▸ REQUIRED WORK:
Please reproduce the rows below without any change, beginning with the very first row and stopping after the line that contains "1169), (299, 231)]". Leave the pictures out of your answer.

☆ ☆ ☆ ☆ ☆ ☆ ☆

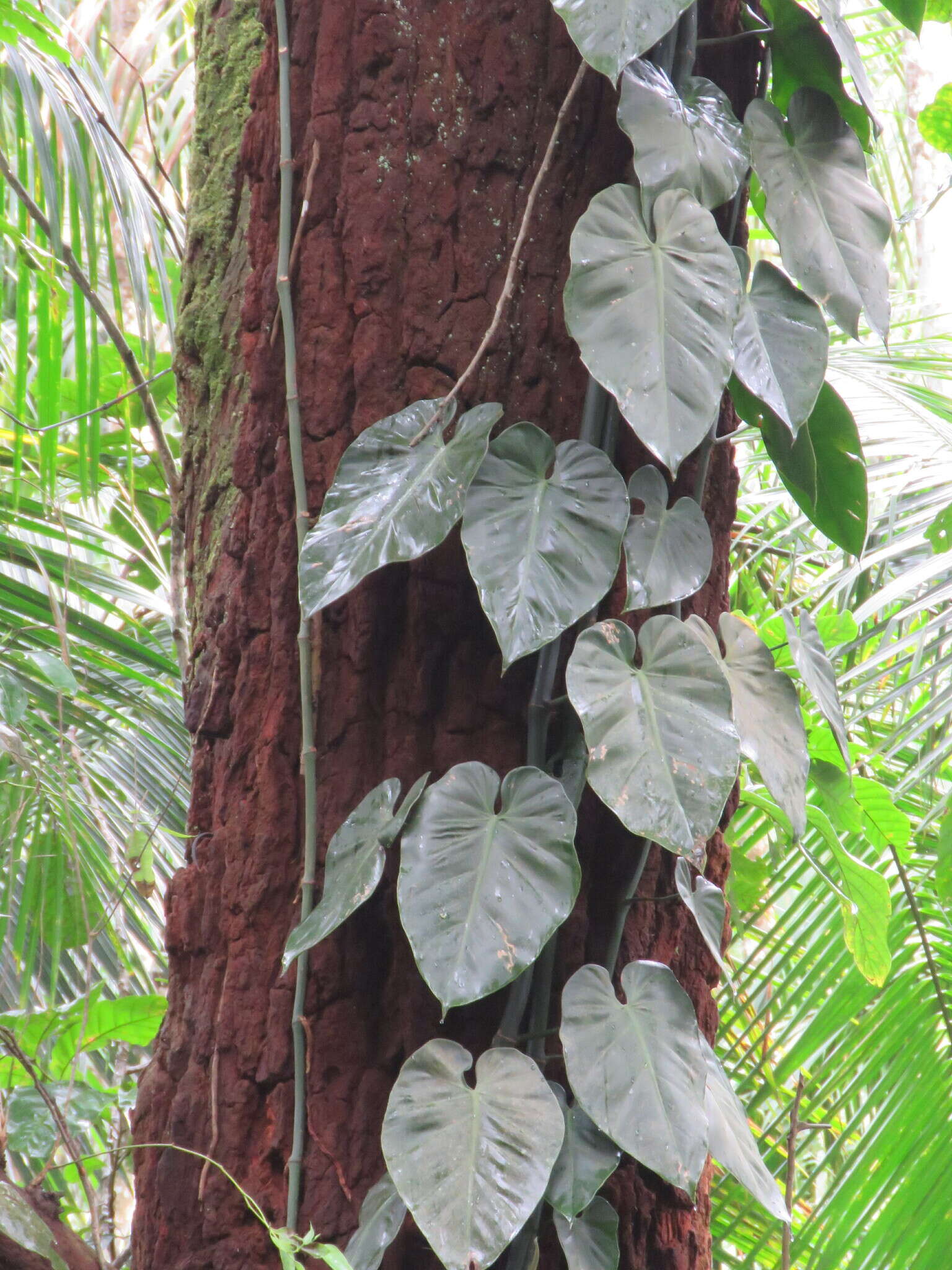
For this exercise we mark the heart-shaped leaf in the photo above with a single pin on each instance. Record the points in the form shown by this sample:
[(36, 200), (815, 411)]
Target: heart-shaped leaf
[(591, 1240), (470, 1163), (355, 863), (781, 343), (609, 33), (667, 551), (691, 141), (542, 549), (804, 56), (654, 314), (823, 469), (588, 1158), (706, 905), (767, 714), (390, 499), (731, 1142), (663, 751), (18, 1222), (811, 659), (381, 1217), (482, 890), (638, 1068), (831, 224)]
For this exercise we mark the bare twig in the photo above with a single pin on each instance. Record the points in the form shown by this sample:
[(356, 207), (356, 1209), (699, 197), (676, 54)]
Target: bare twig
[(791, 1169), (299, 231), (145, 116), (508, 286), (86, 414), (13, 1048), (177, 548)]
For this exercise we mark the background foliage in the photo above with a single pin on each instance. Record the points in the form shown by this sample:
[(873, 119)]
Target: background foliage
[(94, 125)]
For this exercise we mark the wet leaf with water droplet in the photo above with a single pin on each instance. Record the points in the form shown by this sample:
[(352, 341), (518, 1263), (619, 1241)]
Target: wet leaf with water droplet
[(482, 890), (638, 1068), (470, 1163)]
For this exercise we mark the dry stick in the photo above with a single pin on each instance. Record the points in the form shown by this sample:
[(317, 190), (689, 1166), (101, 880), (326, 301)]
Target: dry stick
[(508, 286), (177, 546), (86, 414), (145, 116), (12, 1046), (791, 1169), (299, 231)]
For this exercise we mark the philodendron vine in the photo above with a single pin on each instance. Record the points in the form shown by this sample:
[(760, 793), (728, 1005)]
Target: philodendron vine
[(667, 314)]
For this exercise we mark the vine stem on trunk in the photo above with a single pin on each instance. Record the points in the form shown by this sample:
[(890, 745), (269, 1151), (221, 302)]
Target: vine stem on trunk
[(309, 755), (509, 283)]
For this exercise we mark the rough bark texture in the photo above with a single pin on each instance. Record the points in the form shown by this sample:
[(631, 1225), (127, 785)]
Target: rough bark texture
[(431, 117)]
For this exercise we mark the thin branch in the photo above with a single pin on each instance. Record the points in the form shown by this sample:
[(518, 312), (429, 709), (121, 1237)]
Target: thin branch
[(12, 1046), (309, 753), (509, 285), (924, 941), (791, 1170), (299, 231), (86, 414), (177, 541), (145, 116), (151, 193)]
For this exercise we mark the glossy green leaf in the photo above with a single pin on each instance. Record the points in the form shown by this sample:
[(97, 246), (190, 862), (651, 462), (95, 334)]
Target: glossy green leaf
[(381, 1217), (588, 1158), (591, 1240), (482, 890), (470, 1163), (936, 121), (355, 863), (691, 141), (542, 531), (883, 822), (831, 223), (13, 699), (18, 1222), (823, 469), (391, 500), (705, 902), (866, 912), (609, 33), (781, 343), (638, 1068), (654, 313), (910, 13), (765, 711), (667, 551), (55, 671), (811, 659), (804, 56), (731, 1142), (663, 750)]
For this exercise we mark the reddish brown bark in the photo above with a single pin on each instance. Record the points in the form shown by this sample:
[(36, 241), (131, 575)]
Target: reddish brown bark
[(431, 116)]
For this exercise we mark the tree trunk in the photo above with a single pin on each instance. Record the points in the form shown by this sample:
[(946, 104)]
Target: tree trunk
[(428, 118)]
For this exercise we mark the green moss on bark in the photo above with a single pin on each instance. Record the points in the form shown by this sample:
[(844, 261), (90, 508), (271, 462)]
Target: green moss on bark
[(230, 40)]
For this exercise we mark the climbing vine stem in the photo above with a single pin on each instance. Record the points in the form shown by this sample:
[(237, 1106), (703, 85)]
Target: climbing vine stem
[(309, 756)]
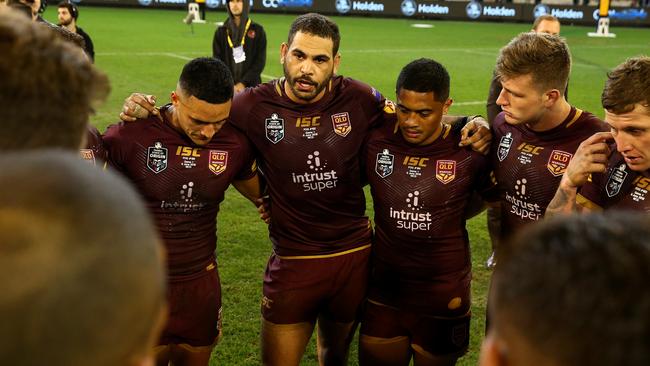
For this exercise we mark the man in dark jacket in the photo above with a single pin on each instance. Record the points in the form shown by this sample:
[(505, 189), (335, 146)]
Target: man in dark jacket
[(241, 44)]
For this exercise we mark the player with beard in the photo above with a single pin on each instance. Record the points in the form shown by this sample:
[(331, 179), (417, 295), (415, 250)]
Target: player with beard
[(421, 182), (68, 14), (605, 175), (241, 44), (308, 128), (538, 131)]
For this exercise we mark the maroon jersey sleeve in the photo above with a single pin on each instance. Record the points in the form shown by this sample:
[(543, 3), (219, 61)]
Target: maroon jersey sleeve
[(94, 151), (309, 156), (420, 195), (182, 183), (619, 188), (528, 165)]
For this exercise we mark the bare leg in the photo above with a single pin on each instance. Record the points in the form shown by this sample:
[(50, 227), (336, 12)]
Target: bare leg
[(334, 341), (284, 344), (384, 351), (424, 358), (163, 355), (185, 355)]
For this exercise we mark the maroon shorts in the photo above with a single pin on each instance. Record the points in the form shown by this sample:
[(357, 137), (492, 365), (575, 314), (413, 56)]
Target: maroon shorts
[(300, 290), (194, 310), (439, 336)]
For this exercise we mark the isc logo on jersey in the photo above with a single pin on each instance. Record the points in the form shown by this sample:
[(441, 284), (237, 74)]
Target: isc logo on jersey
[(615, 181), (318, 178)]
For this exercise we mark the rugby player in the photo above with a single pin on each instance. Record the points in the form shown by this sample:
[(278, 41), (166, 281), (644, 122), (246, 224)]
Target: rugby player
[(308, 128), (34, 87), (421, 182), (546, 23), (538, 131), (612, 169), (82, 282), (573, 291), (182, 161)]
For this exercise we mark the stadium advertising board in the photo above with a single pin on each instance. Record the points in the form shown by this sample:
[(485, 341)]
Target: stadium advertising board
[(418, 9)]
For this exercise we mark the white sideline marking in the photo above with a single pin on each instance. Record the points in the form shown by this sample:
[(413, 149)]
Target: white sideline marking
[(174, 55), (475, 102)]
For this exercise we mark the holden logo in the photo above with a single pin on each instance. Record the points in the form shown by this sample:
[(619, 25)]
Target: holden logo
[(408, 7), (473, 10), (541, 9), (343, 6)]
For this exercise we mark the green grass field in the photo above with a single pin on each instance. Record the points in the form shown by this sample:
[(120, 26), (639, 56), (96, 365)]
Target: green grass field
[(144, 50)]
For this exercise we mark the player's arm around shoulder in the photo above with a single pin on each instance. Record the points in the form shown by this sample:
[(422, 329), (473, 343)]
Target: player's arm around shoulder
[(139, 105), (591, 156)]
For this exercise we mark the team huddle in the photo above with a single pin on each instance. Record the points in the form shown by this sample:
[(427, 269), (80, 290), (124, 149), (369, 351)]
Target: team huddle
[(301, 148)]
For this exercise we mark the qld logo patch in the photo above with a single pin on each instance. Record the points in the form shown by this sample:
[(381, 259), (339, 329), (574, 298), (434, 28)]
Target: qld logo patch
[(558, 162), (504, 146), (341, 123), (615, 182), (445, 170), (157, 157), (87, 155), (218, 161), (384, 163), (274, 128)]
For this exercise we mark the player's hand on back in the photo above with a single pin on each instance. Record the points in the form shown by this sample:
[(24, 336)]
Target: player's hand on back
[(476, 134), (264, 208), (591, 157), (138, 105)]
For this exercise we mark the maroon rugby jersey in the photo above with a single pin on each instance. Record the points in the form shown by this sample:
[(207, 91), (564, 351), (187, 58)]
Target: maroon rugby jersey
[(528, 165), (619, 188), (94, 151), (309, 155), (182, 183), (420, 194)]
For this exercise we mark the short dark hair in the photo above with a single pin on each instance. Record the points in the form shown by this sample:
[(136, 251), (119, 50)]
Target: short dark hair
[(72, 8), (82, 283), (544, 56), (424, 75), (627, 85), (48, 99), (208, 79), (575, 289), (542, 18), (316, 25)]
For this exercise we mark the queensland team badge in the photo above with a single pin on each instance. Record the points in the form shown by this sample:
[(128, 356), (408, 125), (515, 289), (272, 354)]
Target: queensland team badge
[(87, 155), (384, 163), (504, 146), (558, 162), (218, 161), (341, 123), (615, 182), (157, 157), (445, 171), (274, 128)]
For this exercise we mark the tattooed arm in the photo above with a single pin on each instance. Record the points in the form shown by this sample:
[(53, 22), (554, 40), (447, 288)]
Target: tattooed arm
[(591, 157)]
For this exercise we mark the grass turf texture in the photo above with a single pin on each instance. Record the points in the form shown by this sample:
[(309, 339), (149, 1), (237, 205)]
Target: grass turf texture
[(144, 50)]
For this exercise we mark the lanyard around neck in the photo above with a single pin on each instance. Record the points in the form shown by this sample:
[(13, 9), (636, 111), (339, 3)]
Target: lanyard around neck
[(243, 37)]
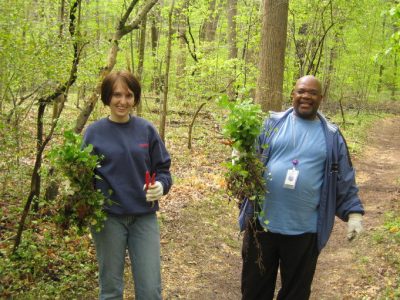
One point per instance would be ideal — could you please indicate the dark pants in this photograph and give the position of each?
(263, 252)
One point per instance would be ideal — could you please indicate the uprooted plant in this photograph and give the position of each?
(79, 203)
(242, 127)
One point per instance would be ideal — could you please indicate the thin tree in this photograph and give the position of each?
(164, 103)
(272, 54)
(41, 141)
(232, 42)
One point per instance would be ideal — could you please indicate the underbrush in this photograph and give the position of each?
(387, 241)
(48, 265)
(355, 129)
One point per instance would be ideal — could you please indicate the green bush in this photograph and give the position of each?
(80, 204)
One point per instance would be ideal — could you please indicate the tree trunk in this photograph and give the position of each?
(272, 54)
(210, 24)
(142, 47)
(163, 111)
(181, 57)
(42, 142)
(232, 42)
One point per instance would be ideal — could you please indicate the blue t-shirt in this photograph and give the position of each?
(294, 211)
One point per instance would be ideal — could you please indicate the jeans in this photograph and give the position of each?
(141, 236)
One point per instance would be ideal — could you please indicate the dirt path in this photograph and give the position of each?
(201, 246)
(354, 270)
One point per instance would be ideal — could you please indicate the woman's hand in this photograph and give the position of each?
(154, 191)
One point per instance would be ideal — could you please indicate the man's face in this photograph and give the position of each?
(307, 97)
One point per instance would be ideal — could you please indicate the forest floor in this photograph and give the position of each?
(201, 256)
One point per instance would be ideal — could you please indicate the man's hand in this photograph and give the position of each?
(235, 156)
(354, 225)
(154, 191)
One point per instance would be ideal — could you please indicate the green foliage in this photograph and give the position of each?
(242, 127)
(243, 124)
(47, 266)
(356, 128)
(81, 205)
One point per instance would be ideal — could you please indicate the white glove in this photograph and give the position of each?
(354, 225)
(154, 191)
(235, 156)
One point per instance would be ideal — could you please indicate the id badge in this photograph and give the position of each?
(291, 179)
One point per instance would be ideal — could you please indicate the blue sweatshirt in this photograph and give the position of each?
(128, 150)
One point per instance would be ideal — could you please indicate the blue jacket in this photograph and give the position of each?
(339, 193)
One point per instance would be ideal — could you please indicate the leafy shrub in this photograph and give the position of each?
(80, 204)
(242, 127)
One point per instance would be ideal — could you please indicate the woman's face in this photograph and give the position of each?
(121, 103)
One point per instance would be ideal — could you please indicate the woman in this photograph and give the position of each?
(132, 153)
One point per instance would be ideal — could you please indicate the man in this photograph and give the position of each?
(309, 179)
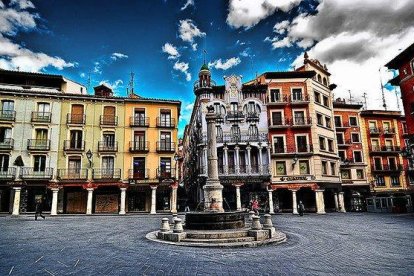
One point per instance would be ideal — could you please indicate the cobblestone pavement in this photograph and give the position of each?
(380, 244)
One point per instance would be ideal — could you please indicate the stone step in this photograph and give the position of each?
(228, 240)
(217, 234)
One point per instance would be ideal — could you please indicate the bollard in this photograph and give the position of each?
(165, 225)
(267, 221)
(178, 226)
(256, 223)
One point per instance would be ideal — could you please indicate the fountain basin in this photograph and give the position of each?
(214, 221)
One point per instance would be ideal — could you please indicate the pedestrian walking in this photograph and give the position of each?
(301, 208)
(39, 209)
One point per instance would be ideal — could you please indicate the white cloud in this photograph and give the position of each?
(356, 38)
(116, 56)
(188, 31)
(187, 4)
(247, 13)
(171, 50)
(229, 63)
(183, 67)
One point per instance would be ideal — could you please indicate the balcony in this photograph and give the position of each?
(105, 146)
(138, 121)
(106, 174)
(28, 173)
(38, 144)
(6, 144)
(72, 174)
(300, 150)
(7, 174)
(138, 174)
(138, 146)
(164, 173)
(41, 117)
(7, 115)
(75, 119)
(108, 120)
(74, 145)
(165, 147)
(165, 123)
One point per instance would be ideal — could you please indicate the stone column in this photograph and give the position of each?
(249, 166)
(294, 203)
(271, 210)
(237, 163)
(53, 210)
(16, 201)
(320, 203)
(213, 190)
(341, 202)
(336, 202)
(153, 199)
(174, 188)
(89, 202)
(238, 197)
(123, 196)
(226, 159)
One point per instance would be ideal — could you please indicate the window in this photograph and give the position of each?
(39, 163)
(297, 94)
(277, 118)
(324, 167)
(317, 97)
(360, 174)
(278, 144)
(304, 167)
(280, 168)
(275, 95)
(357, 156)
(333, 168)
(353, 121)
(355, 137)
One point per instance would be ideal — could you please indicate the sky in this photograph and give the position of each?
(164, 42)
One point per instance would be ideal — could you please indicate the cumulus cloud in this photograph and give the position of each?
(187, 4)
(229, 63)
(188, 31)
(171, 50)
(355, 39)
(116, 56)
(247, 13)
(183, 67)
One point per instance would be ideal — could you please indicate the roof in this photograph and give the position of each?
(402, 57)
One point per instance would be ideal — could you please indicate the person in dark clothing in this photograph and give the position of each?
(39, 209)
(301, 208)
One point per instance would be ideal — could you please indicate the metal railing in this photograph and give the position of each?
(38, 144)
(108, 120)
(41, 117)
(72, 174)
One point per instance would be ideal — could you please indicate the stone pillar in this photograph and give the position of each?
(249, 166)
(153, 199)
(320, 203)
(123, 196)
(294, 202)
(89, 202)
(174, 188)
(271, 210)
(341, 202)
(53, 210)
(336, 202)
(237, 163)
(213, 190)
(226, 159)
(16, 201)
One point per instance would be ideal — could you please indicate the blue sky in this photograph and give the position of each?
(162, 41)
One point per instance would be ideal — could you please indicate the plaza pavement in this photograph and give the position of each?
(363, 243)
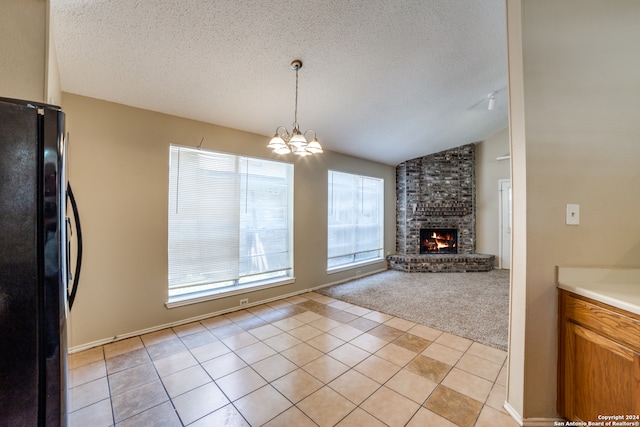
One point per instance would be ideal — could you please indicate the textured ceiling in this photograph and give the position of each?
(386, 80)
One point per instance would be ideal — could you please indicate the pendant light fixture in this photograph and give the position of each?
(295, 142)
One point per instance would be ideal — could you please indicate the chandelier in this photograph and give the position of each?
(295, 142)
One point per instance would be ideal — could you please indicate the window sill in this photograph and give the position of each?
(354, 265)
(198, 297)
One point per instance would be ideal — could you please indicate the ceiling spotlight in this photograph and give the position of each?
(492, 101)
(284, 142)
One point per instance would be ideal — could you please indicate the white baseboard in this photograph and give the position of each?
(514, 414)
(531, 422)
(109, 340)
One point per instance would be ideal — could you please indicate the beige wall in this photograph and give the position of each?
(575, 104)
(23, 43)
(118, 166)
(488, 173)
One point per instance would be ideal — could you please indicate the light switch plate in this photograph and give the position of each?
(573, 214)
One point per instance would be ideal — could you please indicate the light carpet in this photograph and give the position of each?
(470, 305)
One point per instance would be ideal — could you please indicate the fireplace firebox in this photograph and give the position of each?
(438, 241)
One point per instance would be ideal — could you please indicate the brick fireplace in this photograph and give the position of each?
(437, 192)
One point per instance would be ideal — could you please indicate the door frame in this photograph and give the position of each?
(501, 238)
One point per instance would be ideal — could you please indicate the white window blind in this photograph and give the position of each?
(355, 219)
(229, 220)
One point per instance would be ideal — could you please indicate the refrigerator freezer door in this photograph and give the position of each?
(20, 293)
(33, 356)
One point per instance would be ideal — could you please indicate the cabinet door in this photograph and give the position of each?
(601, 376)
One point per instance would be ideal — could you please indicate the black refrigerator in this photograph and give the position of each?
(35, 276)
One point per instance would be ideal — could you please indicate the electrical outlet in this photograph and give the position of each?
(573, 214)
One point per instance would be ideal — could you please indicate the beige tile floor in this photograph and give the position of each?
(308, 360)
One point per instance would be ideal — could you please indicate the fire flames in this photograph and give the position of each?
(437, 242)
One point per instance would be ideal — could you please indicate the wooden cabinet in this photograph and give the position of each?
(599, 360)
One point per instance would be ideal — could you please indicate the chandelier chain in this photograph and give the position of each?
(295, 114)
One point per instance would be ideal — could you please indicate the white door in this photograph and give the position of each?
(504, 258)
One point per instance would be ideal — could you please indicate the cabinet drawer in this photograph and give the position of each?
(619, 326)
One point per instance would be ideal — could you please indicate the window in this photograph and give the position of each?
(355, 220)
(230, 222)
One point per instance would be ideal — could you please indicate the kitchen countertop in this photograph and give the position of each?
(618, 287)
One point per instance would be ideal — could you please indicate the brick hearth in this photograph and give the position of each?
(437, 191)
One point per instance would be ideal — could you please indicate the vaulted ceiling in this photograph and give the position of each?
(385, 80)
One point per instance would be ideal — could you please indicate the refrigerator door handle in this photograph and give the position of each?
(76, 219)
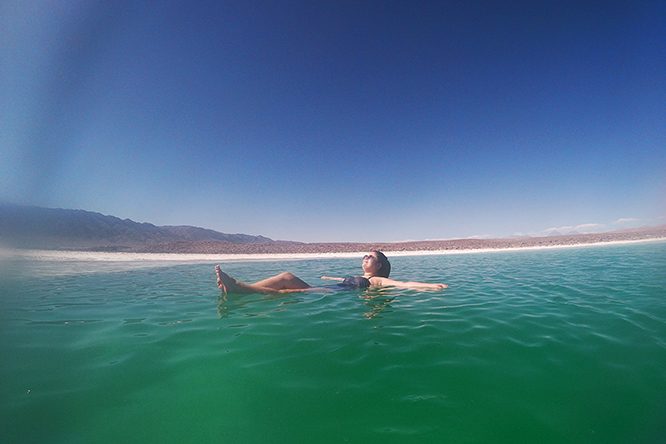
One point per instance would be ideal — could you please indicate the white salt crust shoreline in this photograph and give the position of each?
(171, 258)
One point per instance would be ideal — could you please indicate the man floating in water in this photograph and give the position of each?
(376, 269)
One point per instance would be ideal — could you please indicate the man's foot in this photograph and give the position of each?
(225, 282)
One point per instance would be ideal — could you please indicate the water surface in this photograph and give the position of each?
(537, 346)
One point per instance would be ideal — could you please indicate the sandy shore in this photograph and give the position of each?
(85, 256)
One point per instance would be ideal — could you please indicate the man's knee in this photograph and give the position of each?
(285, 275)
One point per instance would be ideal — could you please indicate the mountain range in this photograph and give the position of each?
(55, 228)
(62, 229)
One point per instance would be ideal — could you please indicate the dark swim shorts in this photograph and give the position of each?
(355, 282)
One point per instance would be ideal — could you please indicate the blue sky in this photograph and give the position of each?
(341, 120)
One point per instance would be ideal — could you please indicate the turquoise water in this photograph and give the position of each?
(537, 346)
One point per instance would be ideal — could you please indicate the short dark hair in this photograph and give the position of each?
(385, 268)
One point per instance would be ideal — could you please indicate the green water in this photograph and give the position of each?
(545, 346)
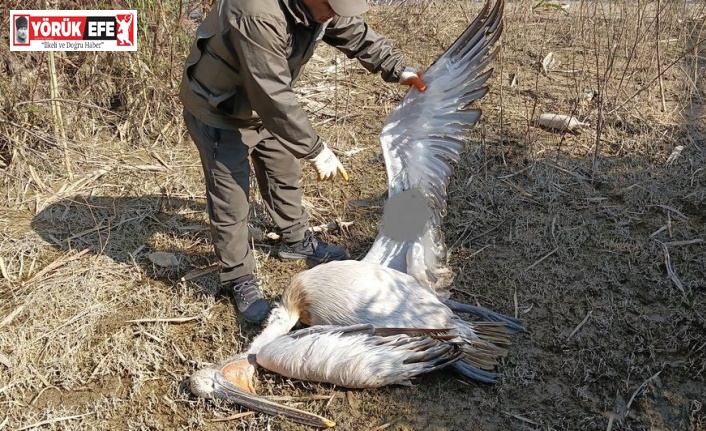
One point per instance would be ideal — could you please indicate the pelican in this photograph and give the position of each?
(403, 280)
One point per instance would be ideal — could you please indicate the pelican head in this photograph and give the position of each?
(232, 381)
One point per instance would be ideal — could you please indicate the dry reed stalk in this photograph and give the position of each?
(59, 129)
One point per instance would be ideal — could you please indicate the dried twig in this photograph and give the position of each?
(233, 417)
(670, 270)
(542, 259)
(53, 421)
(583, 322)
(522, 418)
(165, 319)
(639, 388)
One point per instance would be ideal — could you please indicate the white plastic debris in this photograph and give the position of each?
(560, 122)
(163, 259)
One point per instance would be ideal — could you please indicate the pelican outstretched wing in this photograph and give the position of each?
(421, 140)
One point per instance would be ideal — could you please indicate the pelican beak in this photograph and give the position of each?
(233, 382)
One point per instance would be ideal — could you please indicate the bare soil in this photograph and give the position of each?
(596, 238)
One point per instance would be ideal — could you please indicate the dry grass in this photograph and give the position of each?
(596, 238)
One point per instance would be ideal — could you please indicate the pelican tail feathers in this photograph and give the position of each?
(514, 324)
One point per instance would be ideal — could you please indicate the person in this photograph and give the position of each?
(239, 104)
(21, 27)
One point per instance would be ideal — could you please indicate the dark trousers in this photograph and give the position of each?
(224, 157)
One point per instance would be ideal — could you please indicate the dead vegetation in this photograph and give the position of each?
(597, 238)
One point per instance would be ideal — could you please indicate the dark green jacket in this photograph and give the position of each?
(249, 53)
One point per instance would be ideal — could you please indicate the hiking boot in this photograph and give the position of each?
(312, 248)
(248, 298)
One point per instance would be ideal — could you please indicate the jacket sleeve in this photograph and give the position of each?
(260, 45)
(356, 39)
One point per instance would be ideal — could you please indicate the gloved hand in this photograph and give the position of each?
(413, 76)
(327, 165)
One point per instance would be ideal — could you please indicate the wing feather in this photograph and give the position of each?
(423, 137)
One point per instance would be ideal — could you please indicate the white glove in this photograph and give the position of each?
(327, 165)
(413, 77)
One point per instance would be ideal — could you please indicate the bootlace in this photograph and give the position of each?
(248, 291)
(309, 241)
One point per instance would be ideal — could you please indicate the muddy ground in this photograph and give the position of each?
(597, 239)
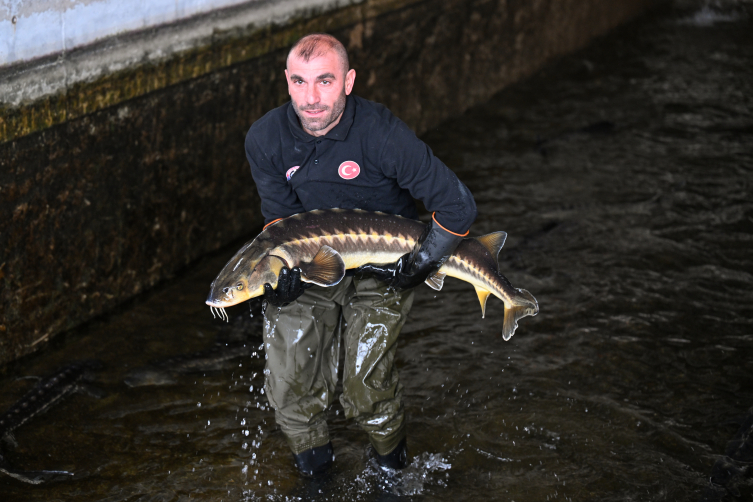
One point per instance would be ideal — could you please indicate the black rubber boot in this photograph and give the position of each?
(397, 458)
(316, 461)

☆ ☆ ☆ ☆ ☆ ☆ ☆

▸ RESULT:
For this exercise we mark the heart-shaped leaf in the photo above with a single pin on each instance. Record the points in the form shown by this sample:
[(36, 200), (815, 411)]
Target: heart-shaped leaf
[(591, 1240), (470, 1163), (355, 863), (781, 343), (609, 33), (667, 551), (691, 141), (542, 549), (804, 56), (654, 314), (823, 469), (588, 1158), (706, 905), (767, 714), (390, 499), (731, 1142), (663, 751), (18, 1222), (811, 659), (381, 1217), (482, 890), (638, 1068), (831, 224)]
For this exercise we mark the bare twig in the photo above with a single pin on each instance. Record the points in the form shown by this sample:
[(356, 207), (356, 1209), (699, 197), (676, 54)]
Target: bare twig
[(791, 1169), (299, 231), (145, 116), (508, 286), (86, 414), (13, 1048), (177, 548)]
For this exercise we mark the background foliage in the photo above with a single pin on each instance. Record the points in the form shown by this sample:
[(873, 119)]
Target: background foliage
[(94, 125)]
For this exercise we mark the wet leaf with water droplet in the photo above with a single pin on each instance. Record the points in the form shown by this sample:
[(352, 341), (518, 1263), (619, 1241)]
Target: wet leaf with water droplet
[(482, 890), (638, 1068), (470, 1163)]
For this exercise we mark the dry stick in the photo above with a single pin on each instance. Record the points in the form shown by this sample:
[(317, 190), (689, 1166), (101, 880), (326, 301)]
Target: dry stick
[(508, 286), (177, 546), (86, 414), (145, 116), (12, 1046), (791, 1169), (299, 231)]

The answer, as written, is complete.